Eagle Eye Congestion + Carbon + Forecast + RAG Evidence

This project uses:

PRJ912.csv (AIS telemetry)
PRJ896.csv (port calls)
Optional docs (NIS2 PDF + public ISPS pages)

It now has three layers:

Deterministic analytics/forecast (source of truth for counts, congestion, trends)
Deterministic carbon inventory (TTW pollutants + WTW CO2e, with uncertainty + provenance)
Optional RAG evidence (representative examples, not numeric truth)

0) Recommended Free Deployment

The recommended fully free deployment is:

run Eagle Eye on your own Mac
use the full local data/processed and data/chroma
expose the current Streamlit UI through a free public tunnel

This is the only realistic way to keep full parity with your local model at zero infrastructure cost.

One-command launcher:

./run_free_public_app.sh

What it does:

checks Docker Desktop is running
checks OPENAI_API_KEY
checks full local assets exist
builds the Streamlit Docker image
runs the UI container on port 8501
opens a free public tunnel (cloudflared by default, ngrok supported)
prints the public URL

Required local inputs:

data/processed/arrivals_daily.parquet
data/processed/events.parquet
data/chroma/chroma.sqlite3
data/chroma/traffic_metadata_index.csv
OPENAI_API_KEY in shell or .env

Important:

the public URL is temporary
it only stays live while your Mac is on
Docker Desktop and the tunnel process must keep running
this free path does not need Streamlit Cloud, remote Chroma, or hosted bundles
data/chroma is mounted read-write so local retrieval provenance works inside Docker

Optional stable URL modes:

NGROK_DOMAIN=<your-domain.ngrok-free.app> ./run_free_public_app.sh (requires ngrok auth + reserved domain)

**EXTRACTED MATERIAL:**
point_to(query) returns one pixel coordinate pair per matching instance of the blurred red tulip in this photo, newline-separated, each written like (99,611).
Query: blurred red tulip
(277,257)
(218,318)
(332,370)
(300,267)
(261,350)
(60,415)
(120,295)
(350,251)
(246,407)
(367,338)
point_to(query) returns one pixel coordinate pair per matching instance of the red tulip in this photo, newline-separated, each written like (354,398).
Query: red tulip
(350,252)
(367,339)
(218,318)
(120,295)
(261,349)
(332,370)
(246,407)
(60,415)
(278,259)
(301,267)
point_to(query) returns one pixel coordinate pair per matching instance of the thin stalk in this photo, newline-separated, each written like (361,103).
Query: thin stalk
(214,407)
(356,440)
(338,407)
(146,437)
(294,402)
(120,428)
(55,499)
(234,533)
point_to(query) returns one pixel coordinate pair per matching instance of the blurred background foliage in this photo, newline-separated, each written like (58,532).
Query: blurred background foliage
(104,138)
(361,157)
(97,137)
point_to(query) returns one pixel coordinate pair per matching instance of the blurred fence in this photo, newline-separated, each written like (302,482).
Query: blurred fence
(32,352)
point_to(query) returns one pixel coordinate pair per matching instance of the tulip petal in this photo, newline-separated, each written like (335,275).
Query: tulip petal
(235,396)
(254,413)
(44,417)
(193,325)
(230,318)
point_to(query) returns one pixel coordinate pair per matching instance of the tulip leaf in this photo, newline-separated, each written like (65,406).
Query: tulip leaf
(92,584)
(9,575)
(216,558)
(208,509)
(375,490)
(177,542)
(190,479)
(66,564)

**TO BE DONE:** Reproduce the passage of the Eagle Eye project notes that starts with "PRJ912.csv (AIS telemetry)" and goes on through "not numeric truth)".

**OUTPUT FOR THIS EXERCISE:**
PRJ912.csv (AIS telemetry)
PRJ896.csv (port calls)
Optional docs (NIS2 PDF + public ISPS pages)

It now has three layers:

Deterministic analytics/forecast (source of truth for counts, congestion, trends)
Deterministic carbon inventory (TTW pollutants + WTW CO2e, with uncertainty + provenance)
Optional RAG evidence (representative examples, not numeric truth)